TEXT SEGMENT

US president Barack Obama will be looking across a vast partisan divide as he reports to Congress and the nation with his annual state of the union speech.
It will be closely monitored as the blueprint for his goals for the year. They include job creation and a push for the ambitious progressive plans he outlined in his second inaugural address three weeks ago.
Mr Obama also will address North Korea’s latest nuclear weapon test in defiance of UN warnings.
He will also announce that 34,000 US troops will be home from Afghanistan one year from today. That is about half the US troops currently in Afghanistan. The decision marks the next phase in Mr Obama’s plans to end the US-led war in Afghanistan by the end of 2014.
On domestic issues, Mr Obama hopes he can encourage Congress to join him in reforming laws on gun ownership and immigration and boosting taxes to raise government spending power. The president’s priorities also include easing back on spending cuts and addressing climate change.
Aware of the partisan gridlock gripping Washington, Mr Obama is banking on his popularity and the political capital from his convincing re-election in November as he calls on Americans to join him in his vision for what he calls a fairer country with greater opportunity for all.
With Republicans in control of the House of Representatives and exerting influence in the Democratic-controlled Senate, Mr Obama plans immediately afterward to make a two-day, three-state foray to take his message directly to the American people.
Congress fought the president to a near standstill on virtually every White House initiative during his first term — although he succeeded in overhauling the health care system.

Records drawn from a dataset:
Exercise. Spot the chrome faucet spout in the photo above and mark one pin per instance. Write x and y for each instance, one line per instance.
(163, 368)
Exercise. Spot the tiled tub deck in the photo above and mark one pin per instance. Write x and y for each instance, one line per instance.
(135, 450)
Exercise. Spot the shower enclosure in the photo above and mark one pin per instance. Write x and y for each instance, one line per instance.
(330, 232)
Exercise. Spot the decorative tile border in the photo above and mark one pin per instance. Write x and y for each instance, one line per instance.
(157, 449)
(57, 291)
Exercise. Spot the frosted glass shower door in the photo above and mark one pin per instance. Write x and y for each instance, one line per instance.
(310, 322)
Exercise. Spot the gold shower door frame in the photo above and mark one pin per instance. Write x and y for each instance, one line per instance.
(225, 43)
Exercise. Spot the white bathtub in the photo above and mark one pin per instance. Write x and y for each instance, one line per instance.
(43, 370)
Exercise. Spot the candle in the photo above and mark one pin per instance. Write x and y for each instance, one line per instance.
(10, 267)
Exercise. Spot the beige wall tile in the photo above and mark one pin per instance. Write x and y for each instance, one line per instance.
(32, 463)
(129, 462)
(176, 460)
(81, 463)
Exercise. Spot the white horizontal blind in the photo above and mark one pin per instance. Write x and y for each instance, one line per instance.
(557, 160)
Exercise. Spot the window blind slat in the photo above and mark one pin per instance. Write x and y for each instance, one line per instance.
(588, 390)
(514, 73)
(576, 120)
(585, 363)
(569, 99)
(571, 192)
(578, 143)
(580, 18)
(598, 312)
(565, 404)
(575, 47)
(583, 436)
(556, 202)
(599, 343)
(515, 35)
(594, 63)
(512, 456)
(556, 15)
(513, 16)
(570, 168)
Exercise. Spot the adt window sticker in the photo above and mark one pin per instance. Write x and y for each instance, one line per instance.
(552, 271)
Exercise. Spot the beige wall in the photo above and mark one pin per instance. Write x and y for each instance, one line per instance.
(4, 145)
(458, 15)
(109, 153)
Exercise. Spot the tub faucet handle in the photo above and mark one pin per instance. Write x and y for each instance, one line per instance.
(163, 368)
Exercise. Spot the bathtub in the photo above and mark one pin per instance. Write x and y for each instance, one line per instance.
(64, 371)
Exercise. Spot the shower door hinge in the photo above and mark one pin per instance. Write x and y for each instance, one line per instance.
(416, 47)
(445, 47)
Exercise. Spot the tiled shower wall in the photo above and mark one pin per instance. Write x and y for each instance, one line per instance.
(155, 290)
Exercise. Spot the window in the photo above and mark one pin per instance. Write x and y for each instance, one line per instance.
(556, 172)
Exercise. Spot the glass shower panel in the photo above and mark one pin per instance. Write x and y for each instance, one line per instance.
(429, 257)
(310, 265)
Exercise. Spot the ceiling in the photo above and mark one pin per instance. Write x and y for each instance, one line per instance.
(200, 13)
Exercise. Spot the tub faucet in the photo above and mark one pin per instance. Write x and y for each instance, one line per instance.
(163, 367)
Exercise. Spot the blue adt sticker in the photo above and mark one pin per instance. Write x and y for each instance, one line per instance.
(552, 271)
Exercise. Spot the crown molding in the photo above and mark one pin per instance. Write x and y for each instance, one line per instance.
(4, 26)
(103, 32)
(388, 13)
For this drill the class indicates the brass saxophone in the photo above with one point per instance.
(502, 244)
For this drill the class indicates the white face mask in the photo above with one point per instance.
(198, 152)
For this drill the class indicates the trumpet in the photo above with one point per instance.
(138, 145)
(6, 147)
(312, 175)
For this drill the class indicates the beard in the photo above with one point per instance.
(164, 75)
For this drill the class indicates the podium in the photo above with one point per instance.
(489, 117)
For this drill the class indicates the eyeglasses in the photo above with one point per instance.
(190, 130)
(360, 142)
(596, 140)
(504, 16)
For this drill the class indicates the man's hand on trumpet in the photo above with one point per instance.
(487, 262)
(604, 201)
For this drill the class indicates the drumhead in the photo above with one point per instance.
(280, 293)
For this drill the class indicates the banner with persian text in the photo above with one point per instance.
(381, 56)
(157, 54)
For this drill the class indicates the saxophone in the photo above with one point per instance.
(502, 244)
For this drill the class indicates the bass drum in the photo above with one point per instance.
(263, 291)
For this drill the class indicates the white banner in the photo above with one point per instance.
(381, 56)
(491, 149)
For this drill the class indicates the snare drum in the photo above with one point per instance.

WHAT TO PRODUCE
Answer these questions from the news report above on Obama's state of the union speech:
1. How many US troops will be home from Afghanistan one year from the day of the speech?
2. How long is the trip Mr Obama plans right after the speech, and how many states does it cover?
3. What did he succeed in overhauling during his first term?

RESULT BELOW
1. 34,000 troops.
2. Two days, covering three states.
3. The health care system.